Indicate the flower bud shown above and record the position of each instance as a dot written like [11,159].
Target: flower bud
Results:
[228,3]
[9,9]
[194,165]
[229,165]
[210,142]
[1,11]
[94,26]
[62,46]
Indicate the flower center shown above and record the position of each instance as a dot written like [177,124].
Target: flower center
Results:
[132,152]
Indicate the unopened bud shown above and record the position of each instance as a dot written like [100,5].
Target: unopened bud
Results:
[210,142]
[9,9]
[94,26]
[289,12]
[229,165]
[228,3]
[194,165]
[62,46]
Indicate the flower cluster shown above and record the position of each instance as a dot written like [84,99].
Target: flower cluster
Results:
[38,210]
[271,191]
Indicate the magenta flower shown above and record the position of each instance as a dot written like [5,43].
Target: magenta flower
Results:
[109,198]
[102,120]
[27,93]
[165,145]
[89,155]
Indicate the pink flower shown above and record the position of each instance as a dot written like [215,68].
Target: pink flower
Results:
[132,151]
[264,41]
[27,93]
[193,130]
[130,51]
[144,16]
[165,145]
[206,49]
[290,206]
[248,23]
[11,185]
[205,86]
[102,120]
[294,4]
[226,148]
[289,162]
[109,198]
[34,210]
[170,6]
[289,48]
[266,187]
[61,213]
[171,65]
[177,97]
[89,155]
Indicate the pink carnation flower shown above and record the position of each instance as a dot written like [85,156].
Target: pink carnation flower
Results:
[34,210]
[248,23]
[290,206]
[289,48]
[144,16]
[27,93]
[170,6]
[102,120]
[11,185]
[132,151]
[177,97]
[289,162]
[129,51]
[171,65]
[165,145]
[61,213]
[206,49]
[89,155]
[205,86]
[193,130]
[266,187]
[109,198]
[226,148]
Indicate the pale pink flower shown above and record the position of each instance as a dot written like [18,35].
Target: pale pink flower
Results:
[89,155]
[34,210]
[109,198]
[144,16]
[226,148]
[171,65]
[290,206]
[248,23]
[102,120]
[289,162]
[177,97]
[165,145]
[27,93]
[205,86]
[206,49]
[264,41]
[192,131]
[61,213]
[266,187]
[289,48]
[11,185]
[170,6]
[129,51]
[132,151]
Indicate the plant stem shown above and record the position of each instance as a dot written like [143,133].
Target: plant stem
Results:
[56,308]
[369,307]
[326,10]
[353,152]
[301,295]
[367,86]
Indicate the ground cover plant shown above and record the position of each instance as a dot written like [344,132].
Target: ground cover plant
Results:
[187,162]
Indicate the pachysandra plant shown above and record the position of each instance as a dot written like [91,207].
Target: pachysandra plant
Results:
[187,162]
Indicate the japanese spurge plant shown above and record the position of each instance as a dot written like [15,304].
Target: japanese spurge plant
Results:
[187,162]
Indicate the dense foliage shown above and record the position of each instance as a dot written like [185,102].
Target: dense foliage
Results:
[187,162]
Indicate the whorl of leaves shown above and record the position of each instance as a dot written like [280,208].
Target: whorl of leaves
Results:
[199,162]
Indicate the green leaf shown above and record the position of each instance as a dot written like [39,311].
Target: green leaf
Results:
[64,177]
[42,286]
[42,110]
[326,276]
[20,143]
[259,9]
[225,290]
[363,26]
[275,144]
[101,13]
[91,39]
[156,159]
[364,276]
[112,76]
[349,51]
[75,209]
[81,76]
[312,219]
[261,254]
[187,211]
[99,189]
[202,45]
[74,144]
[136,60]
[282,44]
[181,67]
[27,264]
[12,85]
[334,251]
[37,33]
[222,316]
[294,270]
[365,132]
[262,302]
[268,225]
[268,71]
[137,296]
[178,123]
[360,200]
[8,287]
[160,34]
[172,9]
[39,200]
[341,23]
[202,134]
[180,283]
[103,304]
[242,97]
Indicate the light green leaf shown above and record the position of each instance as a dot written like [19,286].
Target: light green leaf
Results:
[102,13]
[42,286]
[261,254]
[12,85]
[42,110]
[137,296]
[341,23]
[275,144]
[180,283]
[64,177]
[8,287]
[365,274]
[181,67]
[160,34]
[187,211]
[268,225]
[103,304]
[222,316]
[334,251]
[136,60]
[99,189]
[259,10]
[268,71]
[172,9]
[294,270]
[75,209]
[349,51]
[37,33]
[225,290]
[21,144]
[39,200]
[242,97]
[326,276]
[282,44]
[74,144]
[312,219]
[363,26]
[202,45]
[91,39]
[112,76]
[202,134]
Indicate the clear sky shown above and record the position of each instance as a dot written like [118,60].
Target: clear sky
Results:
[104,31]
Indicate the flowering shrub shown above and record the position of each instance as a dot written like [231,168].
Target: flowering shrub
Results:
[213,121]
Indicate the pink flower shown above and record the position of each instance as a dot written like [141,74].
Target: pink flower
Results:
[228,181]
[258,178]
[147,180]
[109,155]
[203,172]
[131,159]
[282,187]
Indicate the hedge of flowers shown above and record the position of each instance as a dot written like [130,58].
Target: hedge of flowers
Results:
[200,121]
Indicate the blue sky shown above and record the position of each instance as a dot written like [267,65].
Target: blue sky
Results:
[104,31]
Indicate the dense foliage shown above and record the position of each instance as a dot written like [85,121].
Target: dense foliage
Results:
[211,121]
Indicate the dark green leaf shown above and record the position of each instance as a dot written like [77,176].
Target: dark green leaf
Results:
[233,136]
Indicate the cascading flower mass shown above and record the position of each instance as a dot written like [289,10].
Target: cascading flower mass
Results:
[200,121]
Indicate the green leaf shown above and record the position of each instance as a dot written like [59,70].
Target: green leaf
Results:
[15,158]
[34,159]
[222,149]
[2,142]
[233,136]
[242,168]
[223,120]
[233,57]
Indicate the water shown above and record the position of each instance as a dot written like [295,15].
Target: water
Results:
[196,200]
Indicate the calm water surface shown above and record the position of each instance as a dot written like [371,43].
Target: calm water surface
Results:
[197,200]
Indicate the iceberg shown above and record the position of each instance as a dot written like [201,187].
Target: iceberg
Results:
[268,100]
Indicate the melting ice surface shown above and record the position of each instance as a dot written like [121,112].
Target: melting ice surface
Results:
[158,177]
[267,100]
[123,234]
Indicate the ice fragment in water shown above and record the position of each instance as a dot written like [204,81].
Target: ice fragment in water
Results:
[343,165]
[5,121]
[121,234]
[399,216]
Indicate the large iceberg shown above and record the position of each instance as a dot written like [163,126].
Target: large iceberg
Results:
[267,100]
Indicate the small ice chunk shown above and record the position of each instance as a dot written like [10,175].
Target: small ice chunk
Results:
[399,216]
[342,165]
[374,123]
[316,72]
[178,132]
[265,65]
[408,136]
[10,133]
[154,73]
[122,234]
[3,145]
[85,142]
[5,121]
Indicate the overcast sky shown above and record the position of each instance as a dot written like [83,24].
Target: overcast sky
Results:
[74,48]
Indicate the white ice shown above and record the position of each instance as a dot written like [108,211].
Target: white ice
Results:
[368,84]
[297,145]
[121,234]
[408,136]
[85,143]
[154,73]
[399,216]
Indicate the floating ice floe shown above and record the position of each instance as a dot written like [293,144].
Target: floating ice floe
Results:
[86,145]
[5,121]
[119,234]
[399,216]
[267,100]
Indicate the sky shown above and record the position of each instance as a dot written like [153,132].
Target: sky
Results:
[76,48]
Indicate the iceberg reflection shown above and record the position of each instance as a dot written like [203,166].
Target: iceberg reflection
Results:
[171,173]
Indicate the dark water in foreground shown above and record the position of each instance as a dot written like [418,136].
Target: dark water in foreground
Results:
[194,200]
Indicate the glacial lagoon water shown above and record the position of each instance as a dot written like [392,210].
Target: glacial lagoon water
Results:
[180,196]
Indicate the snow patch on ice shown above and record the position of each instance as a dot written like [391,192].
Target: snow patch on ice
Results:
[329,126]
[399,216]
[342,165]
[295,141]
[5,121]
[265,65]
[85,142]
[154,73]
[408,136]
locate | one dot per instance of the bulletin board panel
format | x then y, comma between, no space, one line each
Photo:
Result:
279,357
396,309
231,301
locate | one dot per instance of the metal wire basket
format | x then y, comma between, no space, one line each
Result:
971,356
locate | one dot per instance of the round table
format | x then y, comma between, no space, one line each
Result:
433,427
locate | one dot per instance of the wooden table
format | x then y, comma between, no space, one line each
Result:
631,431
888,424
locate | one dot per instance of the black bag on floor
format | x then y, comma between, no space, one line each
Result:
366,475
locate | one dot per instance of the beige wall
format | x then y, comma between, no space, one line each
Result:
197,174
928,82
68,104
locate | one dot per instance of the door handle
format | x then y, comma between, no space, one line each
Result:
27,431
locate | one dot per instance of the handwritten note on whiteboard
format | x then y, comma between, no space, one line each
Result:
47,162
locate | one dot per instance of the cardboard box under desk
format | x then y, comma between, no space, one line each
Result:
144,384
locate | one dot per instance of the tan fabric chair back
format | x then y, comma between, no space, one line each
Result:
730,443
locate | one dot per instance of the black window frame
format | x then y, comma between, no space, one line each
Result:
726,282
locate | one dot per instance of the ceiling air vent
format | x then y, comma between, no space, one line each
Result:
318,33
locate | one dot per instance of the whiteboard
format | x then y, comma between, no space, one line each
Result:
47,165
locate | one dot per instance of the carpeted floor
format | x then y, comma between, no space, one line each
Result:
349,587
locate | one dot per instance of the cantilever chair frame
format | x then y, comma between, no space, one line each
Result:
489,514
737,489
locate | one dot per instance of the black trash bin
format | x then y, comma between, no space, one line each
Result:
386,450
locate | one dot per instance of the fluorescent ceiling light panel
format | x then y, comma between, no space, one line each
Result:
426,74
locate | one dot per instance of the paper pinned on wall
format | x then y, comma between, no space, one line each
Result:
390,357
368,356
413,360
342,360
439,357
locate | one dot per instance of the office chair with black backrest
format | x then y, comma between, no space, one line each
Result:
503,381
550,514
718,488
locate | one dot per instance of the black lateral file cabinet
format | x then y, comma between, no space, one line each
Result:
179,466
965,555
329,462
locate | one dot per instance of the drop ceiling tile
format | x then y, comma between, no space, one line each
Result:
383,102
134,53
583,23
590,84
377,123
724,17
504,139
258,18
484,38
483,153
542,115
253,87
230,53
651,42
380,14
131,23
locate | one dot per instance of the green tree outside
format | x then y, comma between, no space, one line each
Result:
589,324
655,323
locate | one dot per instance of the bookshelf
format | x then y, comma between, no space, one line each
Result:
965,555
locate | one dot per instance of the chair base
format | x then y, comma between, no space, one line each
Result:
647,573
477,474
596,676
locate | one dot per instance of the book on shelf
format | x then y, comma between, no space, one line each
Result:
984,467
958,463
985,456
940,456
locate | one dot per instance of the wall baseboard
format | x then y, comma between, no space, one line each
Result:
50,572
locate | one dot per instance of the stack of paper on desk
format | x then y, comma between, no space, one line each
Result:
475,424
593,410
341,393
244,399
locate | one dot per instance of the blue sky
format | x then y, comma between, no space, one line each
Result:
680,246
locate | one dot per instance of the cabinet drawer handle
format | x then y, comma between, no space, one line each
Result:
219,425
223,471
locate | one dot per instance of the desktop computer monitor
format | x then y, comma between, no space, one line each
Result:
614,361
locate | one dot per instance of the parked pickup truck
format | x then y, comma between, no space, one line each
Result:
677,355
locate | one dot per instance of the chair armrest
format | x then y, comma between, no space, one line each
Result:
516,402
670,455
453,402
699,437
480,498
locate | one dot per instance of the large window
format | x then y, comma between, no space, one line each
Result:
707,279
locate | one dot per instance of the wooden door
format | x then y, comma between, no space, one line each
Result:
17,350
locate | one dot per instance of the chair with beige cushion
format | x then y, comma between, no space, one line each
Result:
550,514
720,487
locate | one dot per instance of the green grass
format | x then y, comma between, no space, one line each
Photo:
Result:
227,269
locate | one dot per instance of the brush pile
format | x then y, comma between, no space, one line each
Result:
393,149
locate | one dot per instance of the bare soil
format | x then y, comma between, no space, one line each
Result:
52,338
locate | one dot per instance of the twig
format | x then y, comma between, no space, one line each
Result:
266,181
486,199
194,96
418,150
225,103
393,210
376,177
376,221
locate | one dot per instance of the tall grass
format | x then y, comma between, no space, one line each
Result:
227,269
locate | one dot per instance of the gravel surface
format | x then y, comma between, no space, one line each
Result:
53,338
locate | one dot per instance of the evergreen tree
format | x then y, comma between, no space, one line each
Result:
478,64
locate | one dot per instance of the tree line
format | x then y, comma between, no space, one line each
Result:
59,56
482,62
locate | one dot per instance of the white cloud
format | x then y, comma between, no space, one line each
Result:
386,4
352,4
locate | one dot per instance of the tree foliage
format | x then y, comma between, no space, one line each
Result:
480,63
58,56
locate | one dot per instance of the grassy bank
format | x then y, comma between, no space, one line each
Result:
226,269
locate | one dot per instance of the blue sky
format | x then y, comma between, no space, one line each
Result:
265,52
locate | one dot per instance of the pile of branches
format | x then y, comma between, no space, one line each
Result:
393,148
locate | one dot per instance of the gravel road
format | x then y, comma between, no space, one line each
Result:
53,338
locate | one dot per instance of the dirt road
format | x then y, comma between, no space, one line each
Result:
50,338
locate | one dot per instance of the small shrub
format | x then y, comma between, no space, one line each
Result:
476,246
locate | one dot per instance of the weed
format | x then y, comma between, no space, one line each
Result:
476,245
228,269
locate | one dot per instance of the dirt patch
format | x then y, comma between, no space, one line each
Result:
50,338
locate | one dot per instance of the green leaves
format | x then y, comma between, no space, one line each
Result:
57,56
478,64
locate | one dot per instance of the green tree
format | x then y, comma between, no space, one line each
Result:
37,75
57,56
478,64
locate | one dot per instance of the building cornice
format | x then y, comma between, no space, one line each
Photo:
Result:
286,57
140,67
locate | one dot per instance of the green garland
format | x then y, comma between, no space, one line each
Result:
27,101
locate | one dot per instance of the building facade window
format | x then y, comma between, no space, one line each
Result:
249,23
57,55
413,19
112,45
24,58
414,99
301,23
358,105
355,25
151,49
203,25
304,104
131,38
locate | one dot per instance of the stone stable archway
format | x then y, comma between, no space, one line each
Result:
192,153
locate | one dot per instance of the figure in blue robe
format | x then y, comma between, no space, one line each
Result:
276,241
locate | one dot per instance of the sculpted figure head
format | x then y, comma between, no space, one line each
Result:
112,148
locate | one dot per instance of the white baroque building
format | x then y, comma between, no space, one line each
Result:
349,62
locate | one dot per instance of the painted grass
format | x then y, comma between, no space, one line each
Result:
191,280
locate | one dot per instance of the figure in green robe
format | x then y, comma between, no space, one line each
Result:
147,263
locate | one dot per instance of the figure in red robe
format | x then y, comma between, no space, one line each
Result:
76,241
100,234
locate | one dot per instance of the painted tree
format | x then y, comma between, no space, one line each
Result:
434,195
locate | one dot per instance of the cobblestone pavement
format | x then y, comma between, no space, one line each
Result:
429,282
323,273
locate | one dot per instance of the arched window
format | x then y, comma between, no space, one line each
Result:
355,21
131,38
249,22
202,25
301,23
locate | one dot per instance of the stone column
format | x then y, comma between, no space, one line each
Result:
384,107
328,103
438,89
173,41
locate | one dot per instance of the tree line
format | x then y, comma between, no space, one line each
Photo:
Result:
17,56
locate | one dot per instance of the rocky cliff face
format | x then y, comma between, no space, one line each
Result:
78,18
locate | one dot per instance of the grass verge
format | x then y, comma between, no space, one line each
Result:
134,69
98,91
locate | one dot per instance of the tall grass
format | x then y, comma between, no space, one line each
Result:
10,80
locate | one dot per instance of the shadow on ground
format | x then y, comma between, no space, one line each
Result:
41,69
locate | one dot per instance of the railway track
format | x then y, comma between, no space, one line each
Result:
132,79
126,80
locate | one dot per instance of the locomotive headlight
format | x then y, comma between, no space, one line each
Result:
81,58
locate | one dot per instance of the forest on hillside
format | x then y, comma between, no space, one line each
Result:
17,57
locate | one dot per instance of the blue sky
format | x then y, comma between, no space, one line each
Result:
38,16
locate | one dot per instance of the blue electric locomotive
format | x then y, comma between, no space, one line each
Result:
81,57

_____

**Work to complete**: Reproduce the lines of the entries above from the one with "written like [141,74]." to the one with "written like [85,121].", both included, exactly and without any other line.

**Task answer**:
Indicate the pink flower shown above and record the position of each instance as a dot written like [141,74].
Target: pink flower
Results:
[228,181]
[258,178]
[147,180]
[109,155]
[203,172]
[131,159]
[282,187]
Indicate the hedge of flowers shown above and record the position of each instance as a dot written like [130,58].
Target: hedge of flowers
Results:
[200,121]
Indicate the blue sky shown above and record the position of each instance as a dot written like [267,65].
Target: blue sky
Results:
[104,31]
Indicate the dense foliage shown above and record the position of each instance as a dot written like [85,121].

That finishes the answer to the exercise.